** EXERCISE GOAL **
Could you reproduce every record below exactly as written?

Natural-language object grounding data:
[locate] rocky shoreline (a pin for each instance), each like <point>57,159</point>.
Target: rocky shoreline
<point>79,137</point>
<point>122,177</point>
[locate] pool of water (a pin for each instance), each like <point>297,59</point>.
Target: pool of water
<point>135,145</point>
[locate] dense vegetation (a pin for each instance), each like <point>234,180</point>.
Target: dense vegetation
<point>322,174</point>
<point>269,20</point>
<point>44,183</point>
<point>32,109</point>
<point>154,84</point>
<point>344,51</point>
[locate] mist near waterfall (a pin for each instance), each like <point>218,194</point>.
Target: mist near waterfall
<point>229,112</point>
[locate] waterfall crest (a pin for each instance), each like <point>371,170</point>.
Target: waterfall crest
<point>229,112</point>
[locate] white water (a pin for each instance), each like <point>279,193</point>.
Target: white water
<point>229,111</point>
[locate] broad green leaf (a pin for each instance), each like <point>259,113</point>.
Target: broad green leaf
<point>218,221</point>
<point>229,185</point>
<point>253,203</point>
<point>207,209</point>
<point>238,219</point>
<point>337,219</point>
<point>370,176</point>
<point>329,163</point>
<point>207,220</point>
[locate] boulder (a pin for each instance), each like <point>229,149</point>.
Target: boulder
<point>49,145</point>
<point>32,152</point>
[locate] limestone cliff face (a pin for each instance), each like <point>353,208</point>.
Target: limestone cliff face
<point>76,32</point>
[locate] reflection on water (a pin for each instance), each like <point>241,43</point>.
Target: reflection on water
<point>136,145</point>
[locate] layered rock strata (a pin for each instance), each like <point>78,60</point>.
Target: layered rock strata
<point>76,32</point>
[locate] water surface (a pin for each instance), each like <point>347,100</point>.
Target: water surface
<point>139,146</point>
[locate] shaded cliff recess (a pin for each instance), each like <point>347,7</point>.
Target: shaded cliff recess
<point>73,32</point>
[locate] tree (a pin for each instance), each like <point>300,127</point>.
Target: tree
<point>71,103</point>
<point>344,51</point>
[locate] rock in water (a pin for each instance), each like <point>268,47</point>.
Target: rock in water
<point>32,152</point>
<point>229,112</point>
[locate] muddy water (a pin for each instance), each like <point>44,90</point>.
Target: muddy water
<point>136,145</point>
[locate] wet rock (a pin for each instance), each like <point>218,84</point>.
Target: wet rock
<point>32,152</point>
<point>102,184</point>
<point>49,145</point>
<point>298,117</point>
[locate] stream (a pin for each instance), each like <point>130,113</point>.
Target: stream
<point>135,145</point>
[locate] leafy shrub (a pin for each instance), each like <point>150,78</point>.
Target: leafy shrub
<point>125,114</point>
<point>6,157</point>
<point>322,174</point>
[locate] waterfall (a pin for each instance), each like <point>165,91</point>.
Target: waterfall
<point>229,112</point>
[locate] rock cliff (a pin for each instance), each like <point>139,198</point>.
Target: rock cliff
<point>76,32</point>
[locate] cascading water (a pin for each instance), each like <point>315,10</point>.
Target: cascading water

** SOLUTION **
[locate] rocky shoreline (a pin for each instance), each like <point>57,159</point>.
Target: rocky shoreline
<point>79,137</point>
<point>122,177</point>
[locate] pool of water (a pin for each instance), each like <point>297,59</point>.
Target: pool of water
<point>135,145</point>
[locate] dense vegetation (a pin for each instance), each like <point>234,180</point>.
Target: dense vegetation
<point>322,174</point>
<point>269,20</point>
<point>44,183</point>
<point>32,109</point>
<point>154,84</point>
<point>344,51</point>
[locate] mist near waterfall (a pin for each instance), each like <point>218,194</point>.
Target: mist near waterfall
<point>229,112</point>
[locate] waterfall crest (a pin for each instance), each like <point>371,170</point>.
Target: waterfall crest
<point>229,112</point>
[locate] white water (a pin for each instance), each like <point>279,193</point>.
Target: white water
<point>229,111</point>
[locate] broad green leaf (a pin for each instance), each like <point>259,113</point>.
Target: broad green leaf
<point>218,221</point>
<point>229,185</point>
<point>253,203</point>
<point>207,209</point>
<point>238,219</point>
<point>337,219</point>
<point>370,176</point>
<point>329,163</point>
<point>207,220</point>
[locate] boulder (a pin for each instance), each like <point>229,149</point>.
Target: boulder
<point>49,145</point>
<point>32,152</point>
[locate] limestone cliff face (a pin for each instance), each like <point>353,208</point>.
Target: limestone cliff face
<point>76,32</point>
[locate] reflection on water (a pin for each instance), each like <point>241,43</point>.
Target: reflection on water
<point>136,145</point>
[locate] layered rock strata (a pin for each instance), each like <point>78,60</point>.
Target: layered rock strata
<point>76,32</point>
[locate] water surface (a pin for each instance), each like <point>347,100</point>.
Target: water surface
<point>139,146</point>
[locate] shaded cliff recess (a pin for each instance), each like <point>347,7</point>.
Target: shaded cliff recess
<point>73,32</point>
[locate] tree (a pin for each instance), each like <point>300,127</point>.
Target: tree
<point>71,103</point>
<point>344,51</point>
[locate] rock in water (a pin for each instance), each like <point>268,47</point>.
Target: rock in water
<point>32,152</point>
<point>229,112</point>
[locate] muddy water (a pin for each instance), each like <point>44,90</point>.
Target: muddy water
<point>136,145</point>
[locate] wet rock (a pin for each instance), each like <point>218,84</point>.
Target: wet rock
<point>32,152</point>
<point>102,184</point>
<point>49,145</point>
<point>298,117</point>
[locate] stream (a pin for each instance), each like <point>130,113</point>.
Target: stream
<point>135,145</point>
[locate] leafy shrub (a pin for each instance), each like <point>150,78</point>.
Target: leafy shrub
<point>125,114</point>
<point>6,157</point>
<point>322,174</point>
[locate] waterfall (a pin for each instance), each like <point>165,91</point>.
Target: waterfall
<point>229,112</point>
[locate] rock cliff (a pin for each instance), each like <point>139,198</point>.
Target: rock cliff
<point>76,32</point>
[locate] cascading water (a pin for each instance), each like <point>315,10</point>.
Target: cascading water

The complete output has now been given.